____ Document excerpt
Apparently, President Bush is close to issuing his first veto during his 5½ years as President-this to prevent a bill passed in the Senate (and previously in the House) that would give federal funding to stem cell research.
Although there have been many occassions in the past where a veto would have been even more important, he is actually doing the right now by vetoing this bill . And I say this not because I believe that stem cell research is "murder"-but because science should be privately funded and not funded by the government.
This is a point missed for example by the ARI-affiliated Capitalism Magazine which last year expressed its approval of the news that the House had passed a bill approving federal funds for stem cell research
by posting the news under "dollar" (which means "good news" as opposed to news posted under "cross") and by posting a cartoon that attacks Bush's position on the issue. As it is now, privately funded stem cell research is
not banned, or even discouraged (at least not any more than any other business activity). It is simply not subsidized by taxpayer's money. And that is what an Objectivist should think is the proper state of affairs with regards to stem cell research.
________
____ Records provided
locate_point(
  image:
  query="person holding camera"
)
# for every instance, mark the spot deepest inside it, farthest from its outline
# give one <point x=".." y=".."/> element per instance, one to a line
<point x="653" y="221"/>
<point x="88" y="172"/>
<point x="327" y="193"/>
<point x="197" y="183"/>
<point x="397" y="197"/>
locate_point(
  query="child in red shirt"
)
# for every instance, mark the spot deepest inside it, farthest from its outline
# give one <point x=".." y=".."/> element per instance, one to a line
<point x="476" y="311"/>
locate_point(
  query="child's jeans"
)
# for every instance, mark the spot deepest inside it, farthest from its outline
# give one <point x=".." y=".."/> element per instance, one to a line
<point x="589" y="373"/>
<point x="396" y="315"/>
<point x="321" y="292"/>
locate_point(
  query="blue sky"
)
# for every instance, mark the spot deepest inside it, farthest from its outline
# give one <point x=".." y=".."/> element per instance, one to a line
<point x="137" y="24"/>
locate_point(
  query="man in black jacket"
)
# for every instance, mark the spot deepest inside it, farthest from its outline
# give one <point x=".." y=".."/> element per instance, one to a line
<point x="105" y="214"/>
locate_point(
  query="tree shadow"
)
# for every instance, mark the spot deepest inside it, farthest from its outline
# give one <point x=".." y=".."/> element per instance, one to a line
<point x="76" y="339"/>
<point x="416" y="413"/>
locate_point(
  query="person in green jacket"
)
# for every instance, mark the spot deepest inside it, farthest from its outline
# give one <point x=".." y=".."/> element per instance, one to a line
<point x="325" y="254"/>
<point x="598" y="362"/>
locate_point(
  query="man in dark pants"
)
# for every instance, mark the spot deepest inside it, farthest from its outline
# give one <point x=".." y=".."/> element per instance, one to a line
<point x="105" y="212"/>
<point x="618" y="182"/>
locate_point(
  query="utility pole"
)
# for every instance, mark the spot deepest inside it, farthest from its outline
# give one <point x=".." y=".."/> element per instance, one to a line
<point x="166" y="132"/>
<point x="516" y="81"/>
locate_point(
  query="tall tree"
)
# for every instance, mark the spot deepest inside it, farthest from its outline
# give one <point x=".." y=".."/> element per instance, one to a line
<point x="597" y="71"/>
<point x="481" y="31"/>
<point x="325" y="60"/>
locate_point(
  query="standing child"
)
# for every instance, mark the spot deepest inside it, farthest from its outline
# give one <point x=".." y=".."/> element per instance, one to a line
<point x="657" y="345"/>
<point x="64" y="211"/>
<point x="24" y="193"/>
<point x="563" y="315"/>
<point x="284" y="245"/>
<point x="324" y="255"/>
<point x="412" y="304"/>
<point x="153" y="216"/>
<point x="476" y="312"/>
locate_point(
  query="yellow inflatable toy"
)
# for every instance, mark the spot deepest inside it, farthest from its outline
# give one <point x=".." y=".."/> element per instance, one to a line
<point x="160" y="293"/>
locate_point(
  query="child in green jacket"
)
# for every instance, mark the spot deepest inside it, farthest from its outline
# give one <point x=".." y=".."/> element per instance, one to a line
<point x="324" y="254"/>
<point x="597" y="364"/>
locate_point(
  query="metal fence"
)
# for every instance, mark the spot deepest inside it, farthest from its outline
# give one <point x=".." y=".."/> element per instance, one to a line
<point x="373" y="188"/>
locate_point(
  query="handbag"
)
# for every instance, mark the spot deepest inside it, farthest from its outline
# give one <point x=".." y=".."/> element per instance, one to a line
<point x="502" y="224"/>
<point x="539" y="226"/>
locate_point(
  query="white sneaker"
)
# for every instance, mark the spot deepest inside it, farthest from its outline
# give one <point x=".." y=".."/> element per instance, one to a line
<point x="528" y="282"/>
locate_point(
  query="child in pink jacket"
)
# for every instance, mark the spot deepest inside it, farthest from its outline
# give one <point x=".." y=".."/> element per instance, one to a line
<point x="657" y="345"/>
________
> _Task instructions_:
1 - Answer these questions from the text on stem cell funding:
(a) How long had Bush been President at the time of the possible veto?
(b) What does posting news under "dollar" mean?
(c) Who does the writer think should fund science?
2 - Echo the part of the text on stem cell funding starting at "Apparently, President Bush" and ending at "funding to stem cell research.".
The records are separate material and are not related to the text on stem cell funding.

> _Outputs for the tasks_:
1 -
(a) 5½ years.
(b) "Good news."
(c) Private funding, not the government.

2 -
Apparently, President Bush is close to issuing his first veto during his 5½ years as President-this to prevent a bill passed in the Senate (and previously in the House) that would give federal funding to stem cell research.